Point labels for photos
————————

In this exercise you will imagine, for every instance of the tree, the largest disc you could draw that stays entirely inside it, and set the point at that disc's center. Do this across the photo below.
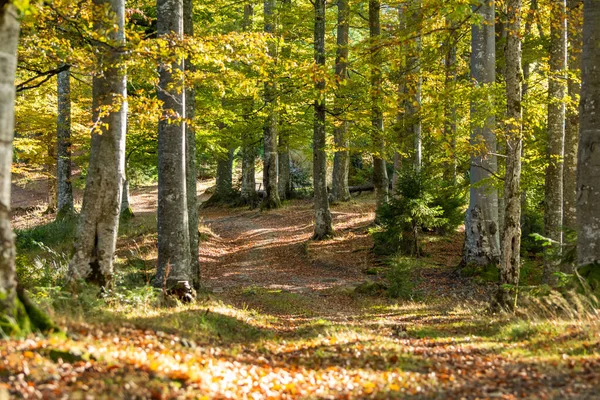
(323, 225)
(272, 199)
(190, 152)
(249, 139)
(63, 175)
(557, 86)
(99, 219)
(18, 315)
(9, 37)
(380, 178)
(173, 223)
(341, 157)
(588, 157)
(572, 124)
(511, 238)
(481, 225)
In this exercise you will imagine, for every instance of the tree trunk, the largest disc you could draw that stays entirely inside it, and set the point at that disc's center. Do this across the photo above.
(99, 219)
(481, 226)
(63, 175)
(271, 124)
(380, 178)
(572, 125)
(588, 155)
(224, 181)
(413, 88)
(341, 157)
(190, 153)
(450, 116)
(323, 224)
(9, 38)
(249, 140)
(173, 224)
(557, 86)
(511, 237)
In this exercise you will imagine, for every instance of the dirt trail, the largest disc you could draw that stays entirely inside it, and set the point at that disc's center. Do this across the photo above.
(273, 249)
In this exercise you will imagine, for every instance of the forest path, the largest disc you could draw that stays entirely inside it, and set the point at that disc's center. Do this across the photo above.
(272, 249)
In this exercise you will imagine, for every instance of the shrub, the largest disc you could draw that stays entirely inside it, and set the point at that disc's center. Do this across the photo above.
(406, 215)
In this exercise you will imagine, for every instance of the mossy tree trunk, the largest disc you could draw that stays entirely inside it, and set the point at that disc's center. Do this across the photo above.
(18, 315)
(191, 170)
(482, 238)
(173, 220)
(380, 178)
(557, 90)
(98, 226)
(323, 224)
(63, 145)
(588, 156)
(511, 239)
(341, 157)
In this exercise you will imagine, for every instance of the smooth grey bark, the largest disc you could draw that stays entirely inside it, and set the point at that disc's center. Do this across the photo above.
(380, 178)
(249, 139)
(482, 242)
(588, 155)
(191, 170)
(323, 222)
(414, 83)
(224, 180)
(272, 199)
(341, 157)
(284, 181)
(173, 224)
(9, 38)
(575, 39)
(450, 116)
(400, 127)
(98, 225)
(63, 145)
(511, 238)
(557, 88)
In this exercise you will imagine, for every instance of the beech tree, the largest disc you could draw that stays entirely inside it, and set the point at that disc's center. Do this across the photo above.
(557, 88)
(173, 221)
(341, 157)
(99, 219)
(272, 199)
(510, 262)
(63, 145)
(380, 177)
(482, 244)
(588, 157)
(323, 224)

————————

### Set exercise
Copy the data word for word, from the line that contains "of the mossy" through the last line of the data.

### Written answer
In this exercise you will imagine, for every instance of the mossy tree trunk, the largest disc you could draw that stays entirely inside it, and set the point at that disc's center. Do this across the photo above.
(18, 315)
(191, 170)
(482, 238)
(173, 220)
(380, 178)
(557, 90)
(98, 226)
(323, 224)
(63, 145)
(588, 156)
(511, 239)
(341, 157)
In this exercise you will imagine, for every instance of the smooth grey bark, the largest disc you could draw that stays entirely inside it, and set the point at that disc's center. Do this across the photo above.
(380, 178)
(249, 139)
(482, 242)
(588, 155)
(191, 170)
(323, 222)
(414, 83)
(224, 180)
(272, 199)
(341, 157)
(284, 181)
(173, 224)
(9, 38)
(575, 39)
(450, 116)
(400, 127)
(98, 225)
(63, 145)
(511, 238)
(557, 88)
In this exercise you will imagine, for every instance of the beech tree, the largest disc you could draw that stays entirely inside it, and set the point at that disc's center. Do this across the photo above.
(557, 88)
(173, 221)
(341, 157)
(99, 219)
(272, 199)
(510, 262)
(63, 145)
(380, 177)
(482, 244)
(588, 157)
(323, 224)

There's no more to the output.